— The problem —
Answer these questions from the equalization excerpt:
1. What phrase did Jason Kenney use for the extension by Friday morning?
2. How many hours after tweeting his ideas did Scott Moe complain about the formula?
3. According to the story in the Globe, through what year has the equalization formula been extended?

Jason Kenney is not pleased.

“Justin Trudeau just pulled a fast one on Alberta on equalization,” the Alberta opposition leader says in an online video he posted late Thursday. “The federal government has just let it slip that they’ve already decided to extend the current unfair equalization formula for another five years.” By Friday morning he was calling it a “slap in the face to Alberta.”

Saskatchewan’s premier Scott Moe, also no fan of the current equalization formula, tweeted his ideas for a reformed equalization formula before complaining, 8 hours later, that “the feds just announced 5 more years of the same flawed equalization formula.”

What happened in between, setting off Moe and Kenney, was this story in the Globe saying the feds have already extended the equalization formula through 2024, that they say they announced it in the budget, and that the extension is part of the budget implementation bill whose passage this week marked the official beginning of parliamentary summer.

Scott Moe to the Globe: “That would be news to me.”

Position identification records:
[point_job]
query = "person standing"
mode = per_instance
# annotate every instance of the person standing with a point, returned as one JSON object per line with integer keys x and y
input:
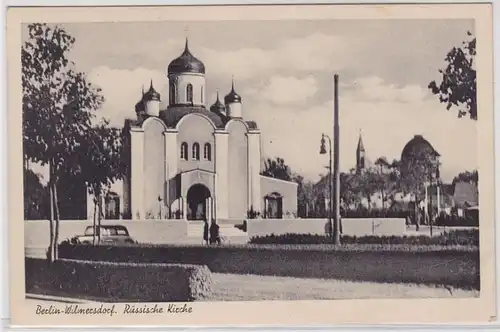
{"x": 214, "y": 233}
{"x": 205, "y": 232}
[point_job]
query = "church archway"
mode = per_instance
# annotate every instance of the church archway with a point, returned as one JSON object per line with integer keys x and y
{"x": 198, "y": 199}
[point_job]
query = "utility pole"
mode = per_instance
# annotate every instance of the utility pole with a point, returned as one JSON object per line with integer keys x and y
{"x": 336, "y": 171}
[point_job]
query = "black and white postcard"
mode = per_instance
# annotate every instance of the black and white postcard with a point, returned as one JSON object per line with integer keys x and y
{"x": 242, "y": 165}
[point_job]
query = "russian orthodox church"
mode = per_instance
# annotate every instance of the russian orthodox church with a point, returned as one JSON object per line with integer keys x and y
{"x": 190, "y": 161}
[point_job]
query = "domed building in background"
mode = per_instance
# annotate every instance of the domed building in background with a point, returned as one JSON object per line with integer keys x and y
{"x": 190, "y": 161}
{"x": 418, "y": 147}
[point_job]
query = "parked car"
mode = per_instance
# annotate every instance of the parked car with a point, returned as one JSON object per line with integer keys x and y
{"x": 109, "y": 234}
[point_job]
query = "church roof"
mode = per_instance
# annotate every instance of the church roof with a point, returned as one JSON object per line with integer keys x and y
{"x": 361, "y": 147}
{"x": 218, "y": 107}
{"x": 186, "y": 63}
{"x": 232, "y": 97}
{"x": 151, "y": 94}
{"x": 173, "y": 114}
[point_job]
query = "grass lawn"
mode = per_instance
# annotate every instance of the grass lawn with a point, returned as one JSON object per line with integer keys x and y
{"x": 232, "y": 287}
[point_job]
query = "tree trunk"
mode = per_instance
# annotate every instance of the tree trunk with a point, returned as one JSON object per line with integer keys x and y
{"x": 56, "y": 234}
{"x": 417, "y": 214}
{"x": 50, "y": 249}
{"x": 99, "y": 205}
{"x": 94, "y": 228}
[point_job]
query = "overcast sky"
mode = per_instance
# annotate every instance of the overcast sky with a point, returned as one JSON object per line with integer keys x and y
{"x": 284, "y": 72}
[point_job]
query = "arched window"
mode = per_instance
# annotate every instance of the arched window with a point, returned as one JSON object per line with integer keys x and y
{"x": 207, "y": 151}
{"x": 184, "y": 151}
{"x": 189, "y": 93}
{"x": 196, "y": 151}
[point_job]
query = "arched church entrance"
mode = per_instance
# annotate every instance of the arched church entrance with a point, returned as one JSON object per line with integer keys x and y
{"x": 198, "y": 202}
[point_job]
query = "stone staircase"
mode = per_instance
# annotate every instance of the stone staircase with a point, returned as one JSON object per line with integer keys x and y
{"x": 227, "y": 231}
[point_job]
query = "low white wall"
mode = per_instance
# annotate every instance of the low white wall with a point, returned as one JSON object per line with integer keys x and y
{"x": 37, "y": 233}
{"x": 350, "y": 226}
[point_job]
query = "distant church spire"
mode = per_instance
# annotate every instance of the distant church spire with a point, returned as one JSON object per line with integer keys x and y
{"x": 361, "y": 146}
{"x": 186, "y": 45}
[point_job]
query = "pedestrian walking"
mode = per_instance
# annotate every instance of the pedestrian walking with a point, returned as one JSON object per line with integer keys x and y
{"x": 214, "y": 233}
{"x": 205, "y": 232}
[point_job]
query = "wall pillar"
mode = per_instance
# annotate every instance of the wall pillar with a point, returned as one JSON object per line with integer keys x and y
{"x": 171, "y": 166}
{"x": 438, "y": 198}
{"x": 184, "y": 208}
{"x": 209, "y": 209}
{"x": 254, "y": 159}
{"x": 137, "y": 173}
{"x": 221, "y": 174}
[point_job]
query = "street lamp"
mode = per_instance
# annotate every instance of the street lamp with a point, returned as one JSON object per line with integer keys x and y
{"x": 322, "y": 150}
{"x": 433, "y": 178}
{"x": 334, "y": 168}
{"x": 159, "y": 206}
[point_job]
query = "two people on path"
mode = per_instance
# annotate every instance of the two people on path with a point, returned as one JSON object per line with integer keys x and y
{"x": 211, "y": 233}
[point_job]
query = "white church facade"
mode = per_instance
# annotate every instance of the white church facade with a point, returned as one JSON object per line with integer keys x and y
{"x": 190, "y": 161}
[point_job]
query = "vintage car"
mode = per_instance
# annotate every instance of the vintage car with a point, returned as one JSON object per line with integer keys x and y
{"x": 109, "y": 234}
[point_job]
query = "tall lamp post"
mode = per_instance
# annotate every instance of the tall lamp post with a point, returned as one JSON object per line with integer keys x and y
{"x": 433, "y": 179}
{"x": 322, "y": 150}
{"x": 335, "y": 191}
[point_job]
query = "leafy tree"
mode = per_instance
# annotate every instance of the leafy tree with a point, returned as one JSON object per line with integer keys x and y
{"x": 58, "y": 108}
{"x": 305, "y": 196}
{"x": 467, "y": 176}
{"x": 458, "y": 83}
{"x": 100, "y": 164}
{"x": 416, "y": 171}
{"x": 276, "y": 168}
{"x": 366, "y": 184}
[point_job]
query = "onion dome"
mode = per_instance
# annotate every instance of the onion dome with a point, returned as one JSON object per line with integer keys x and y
{"x": 186, "y": 63}
{"x": 139, "y": 107}
{"x": 218, "y": 106}
{"x": 152, "y": 94}
{"x": 417, "y": 147}
{"x": 232, "y": 97}
{"x": 361, "y": 146}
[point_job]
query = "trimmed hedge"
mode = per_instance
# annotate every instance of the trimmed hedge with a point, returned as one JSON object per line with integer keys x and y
{"x": 111, "y": 281}
{"x": 451, "y": 238}
{"x": 454, "y": 266}
{"x": 470, "y": 220}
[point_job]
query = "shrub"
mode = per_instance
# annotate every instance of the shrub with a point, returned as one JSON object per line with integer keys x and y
{"x": 456, "y": 266}
{"x": 451, "y": 238}
{"x": 113, "y": 281}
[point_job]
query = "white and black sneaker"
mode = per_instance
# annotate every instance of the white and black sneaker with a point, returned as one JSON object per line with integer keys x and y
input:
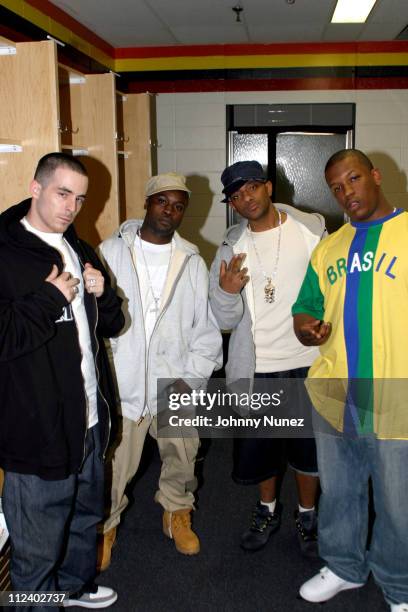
{"x": 97, "y": 597}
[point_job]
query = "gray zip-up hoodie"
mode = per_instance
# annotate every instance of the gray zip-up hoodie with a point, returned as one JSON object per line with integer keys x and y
{"x": 185, "y": 343}
{"x": 235, "y": 311}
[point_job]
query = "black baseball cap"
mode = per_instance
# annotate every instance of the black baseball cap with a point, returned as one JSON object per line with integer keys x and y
{"x": 240, "y": 173}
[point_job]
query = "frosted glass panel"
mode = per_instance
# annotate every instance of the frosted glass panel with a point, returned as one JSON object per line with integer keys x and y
{"x": 300, "y": 162}
{"x": 246, "y": 147}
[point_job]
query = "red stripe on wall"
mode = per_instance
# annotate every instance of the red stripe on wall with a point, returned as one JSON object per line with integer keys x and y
{"x": 219, "y": 85}
{"x": 55, "y": 13}
{"x": 271, "y": 49}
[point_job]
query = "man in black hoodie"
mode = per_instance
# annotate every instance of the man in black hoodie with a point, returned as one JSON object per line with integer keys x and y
{"x": 56, "y": 306}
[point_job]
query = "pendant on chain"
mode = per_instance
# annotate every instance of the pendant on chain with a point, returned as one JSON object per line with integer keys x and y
{"x": 269, "y": 291}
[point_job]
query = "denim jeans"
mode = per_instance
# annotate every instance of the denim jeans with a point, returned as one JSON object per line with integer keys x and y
{"x": 52, "y": 525}
{"x": 345, "y": 466}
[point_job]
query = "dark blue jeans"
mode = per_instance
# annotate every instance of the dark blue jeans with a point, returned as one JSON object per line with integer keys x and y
{"x": 52, "y": 525}
{"x": 345, "y": 466}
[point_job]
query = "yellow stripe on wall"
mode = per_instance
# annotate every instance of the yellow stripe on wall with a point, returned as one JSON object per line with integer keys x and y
{"x": 262, "y": 61}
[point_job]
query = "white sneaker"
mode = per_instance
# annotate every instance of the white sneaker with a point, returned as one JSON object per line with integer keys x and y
{"x": 324, "y": 586}
{"x": 101, "y": 597}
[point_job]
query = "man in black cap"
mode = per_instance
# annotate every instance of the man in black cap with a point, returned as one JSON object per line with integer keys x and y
{"x": 255, "y": 303}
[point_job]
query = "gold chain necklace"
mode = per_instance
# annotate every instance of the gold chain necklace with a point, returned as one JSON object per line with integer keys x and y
{"x": 156, "y": 299}
{"x": 270, "y": 288}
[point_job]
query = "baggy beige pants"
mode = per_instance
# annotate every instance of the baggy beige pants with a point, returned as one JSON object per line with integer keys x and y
{"x": 177, "y": 481}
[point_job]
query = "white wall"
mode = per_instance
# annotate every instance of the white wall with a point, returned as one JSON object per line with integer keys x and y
{"x": 191, "y": 131}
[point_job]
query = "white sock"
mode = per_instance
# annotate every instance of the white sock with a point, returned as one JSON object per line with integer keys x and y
{"x": 302, "y": 509}
{"x": 270, "y": 505}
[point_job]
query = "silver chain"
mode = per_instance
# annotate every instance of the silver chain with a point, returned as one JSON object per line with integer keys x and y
{"x": 269, "y": 289}
{"x": 156, "y": 299}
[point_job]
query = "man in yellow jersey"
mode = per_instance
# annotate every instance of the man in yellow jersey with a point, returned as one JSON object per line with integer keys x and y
{"x": 351, "y": 304}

— Output of the task —
1. A "slap in the face to Alberta."
2. 8 hours.
3. 2024.